Article by Johanna Pingel, MathWorks product marketing manager.
Deep learning is getting lots of attention lately, and for good reason. It’s making a big impact in areas such as computer vision and natural language processing. It’s a key technology behind driverless cars, and voice control in consumer devices like phones and hands-free speakers.
In deep learning, a computer model learns to perform classification tasks directly from images, text, or sound. Deep learning models can achieve state-of-the-art accuracy, sometimes exceeding human-level performance. Most deep learning methods use neural network architectures, which is why deep learning models are often referred to as deep neural networks.
The term “deep” usually refers to the number of hidden layers in the neural network. Traditional neural networks only contain 2-3 hidden layers, while deep networks can have as many as 150. One of the most popular types of deep neural networks is known as convolutional neural networks (CNN or ConvNet). A CNN convolves learned features with input data, and uses 2D convolutional layers, making this architecture well suited to processing 2D data, such as images.
Using an image example, a fully trained deep learning model will be able to automatically identify objects in images, even if it has never seen those exact images before. Ever wondered how certain websites can identify specific people in photos that were just uploaded? That’s deep learning at work.
Many of the techniques used in deep learning today have been around for decades. For example, deep learning has been used to recognise handwritten postal codes in the mail service since the 1990s.
Why has deep learning surged in popularity recently?
This main reason is accuracy. Deep learning models can achieve state-of-the-art accuracy, sometimes exceeding human-level performance. In addition, there are two main factors that have made these advances possible;
Deep learning requires large amounts of labelled data. For example, driverless car development requires millions of images and thousands of hours of video. These large sets of labelled data are prevalent and have become available recently.
Deep learning requires substantial computing power. High-performance GPUs have a parallel architecture that is efficient for deep learning. When combined with clusters or cloud computing, this enables development teams to reduce training time for a deep learning network from weeks to hours or less.
++++++++++++++++++++
Prompt 1 - According to the deep learning article, why are convolutional neural networks well suited to processing images?

Input material -
++++++++++++++++++++
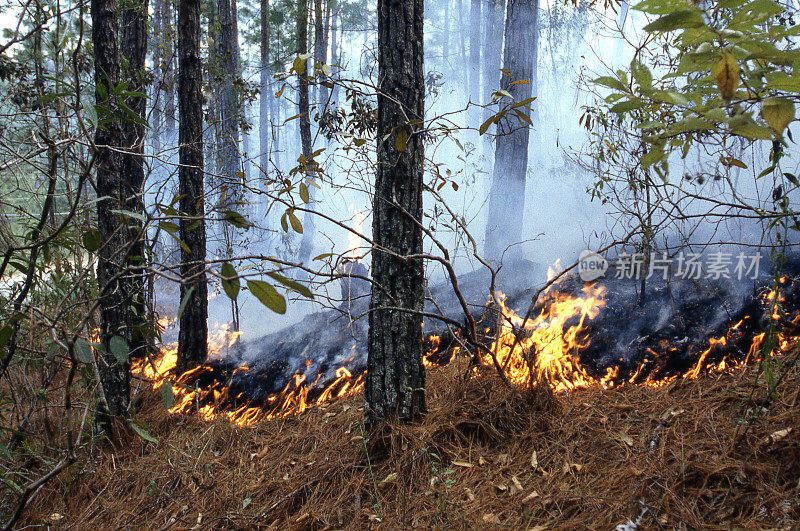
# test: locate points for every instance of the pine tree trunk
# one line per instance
(114, 374)
(134, 51)
(507, 195)
(266, 93)
(475, 61)
(168, 94)
(306, 243)
(493, 43)
(193, 333)
(230, 109)
(158, 58)
(395, 384)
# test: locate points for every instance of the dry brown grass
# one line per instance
(603, 457)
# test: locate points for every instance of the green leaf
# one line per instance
(268, 296)
(611, 82)
(642, 74)
(292, 285)
(143, 433)
(119, 348)
(753, 131)
(169, 226)
(236, 219)
(167, 394)
(83, 351)
(689, 124)
(230, 281)
(689, 18)
(91, 240)
(401, 140)
(295, 222)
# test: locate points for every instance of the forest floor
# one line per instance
(675, 456)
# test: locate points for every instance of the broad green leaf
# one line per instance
(753, 131)
(91, 240)
(268, 296)
(611, 82)
(401, 140)
(295, 222)
(83, 351)
(292, 285)
(236, 219)
(689, 18)
(230, 281)
(642, 74)
(119, 348)
(143, 433)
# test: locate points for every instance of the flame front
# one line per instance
(543, 348)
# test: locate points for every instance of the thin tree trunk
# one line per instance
(114, 373)
(306, 242)
(193, 333)
(493, 43)
(395, 384)
(507, 195)
(230, 109)
(475, 60)
(168, 94)
(134, 51)
(266, 93)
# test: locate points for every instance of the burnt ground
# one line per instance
(697, 454)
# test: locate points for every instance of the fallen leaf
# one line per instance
(624, 437)
(491, 518)
(533, 495)
(775, 436)
(388, 479)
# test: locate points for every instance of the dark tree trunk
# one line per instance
(114, 374)
(134, 51)
(193, 334)
(230, 109)
(306, 243)
(336, 54)
(493, 44)
(507, 195)
(395, 384)
(266, 93)
(168, 94)
(158, 57)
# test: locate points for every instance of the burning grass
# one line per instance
(484, 456)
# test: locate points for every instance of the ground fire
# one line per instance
(560, 344)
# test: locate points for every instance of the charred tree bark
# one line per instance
(134, 51)
(507, 194)
(193, 333)
(395, 384)
(114, 373)
(266, 93)
(306, 243)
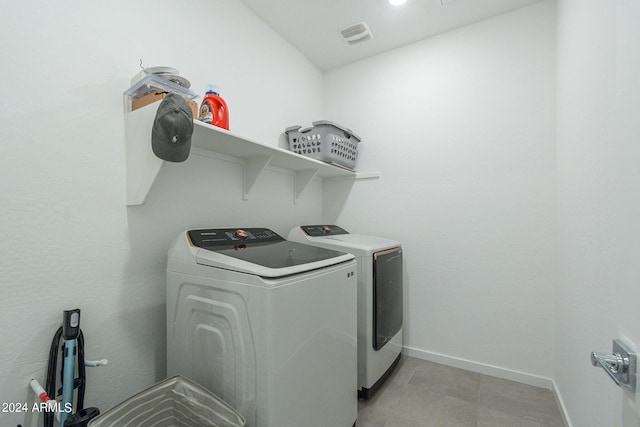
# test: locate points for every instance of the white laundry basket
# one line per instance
(175, 402)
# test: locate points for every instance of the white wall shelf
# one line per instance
(143, 166)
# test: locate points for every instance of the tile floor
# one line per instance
(426, 394)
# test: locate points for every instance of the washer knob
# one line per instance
(241, 234)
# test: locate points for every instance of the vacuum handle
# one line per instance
(71, 324)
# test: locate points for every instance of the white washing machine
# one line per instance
(380, 306)
(266, 324)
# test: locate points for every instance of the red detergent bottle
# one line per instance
(214, 110)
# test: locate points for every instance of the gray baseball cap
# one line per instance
(172, 129)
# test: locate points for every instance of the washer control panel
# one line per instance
(323, 230)
(231, 236)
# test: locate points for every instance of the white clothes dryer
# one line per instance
(380, 305)
(266, 324)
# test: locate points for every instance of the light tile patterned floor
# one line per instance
(427, 394)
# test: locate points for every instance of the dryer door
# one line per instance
(387, 296)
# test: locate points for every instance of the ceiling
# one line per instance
(313, 26)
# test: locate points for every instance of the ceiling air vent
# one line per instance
(356, 33)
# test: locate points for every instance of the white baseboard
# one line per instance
(562, 406)
(480, 368)
(493, 371)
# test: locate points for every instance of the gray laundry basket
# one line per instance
(175, 402)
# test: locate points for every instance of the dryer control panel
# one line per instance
(215, 237)
(323, 230)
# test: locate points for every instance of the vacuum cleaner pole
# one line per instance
(70, 332)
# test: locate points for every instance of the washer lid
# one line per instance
(260, 251)
(338, 238)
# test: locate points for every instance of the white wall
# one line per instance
(598, 203)
(68, 240)
(461, 127)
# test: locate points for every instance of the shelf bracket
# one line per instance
++++++++++++++++++++
Prompt 2 - Render the entries as a JSON list of strings, one string per line, starting with the line that contains "# test: locate points for every instance of the light" and going on through the end of the entries. Include only those lines and leave out blank lines.

Complete answer 1 - A CNN convolves learned features with input data and uses 2D convolutional layers. That architecture makes it well suited to processing 2D data such as images.

Complete answer 2 -
[
  "# test: locate points for every instance of the light tile patterned floor",
  "# one line per instance",
  "(427, 394)",
  "# test: locate points for every instance of the dryer door",
  "# one line per instance",
  "(387, 296)",
  "# test: locate points for every instance of the ceiling",
  "# one line per instance",
  "(313, 26)",
  "# test: locate points for every instance of the ceiling air vent",
  "# one line per instance",
  "(356, 33)",
  "# test: locate points for every instance of the white baseboard",
  "# one line per instance",
  "(562, 406)",
  "(480, 368)",
  "(493, 371)",
  "# test: locate points for every instance of the gray laundry basket",
  "# one line per instance",
  "(175, 402)",
  "# test: locate points for every instance of the dryer control panel",
  "# one line per instance",
  "(215, 237)",
  "(323, 230)",
  "# test: locate points for every instance of the vacuum cleaner pole",
  "# one line per instance",
  "(70, 332)",
  "# test: locate points for every instance of the washer lid",
  "# one line per instance",
  "(260, 251)",
  "(338, 238)",
  "# test: locate points for every instance of the white wall",
  "# one line per instance",
  "(598, 203)",
  "(68, 240)",
  "(461, 127)",
  "# test: locate points for every instance of the shelf bracket",
  "# one line per instance"
]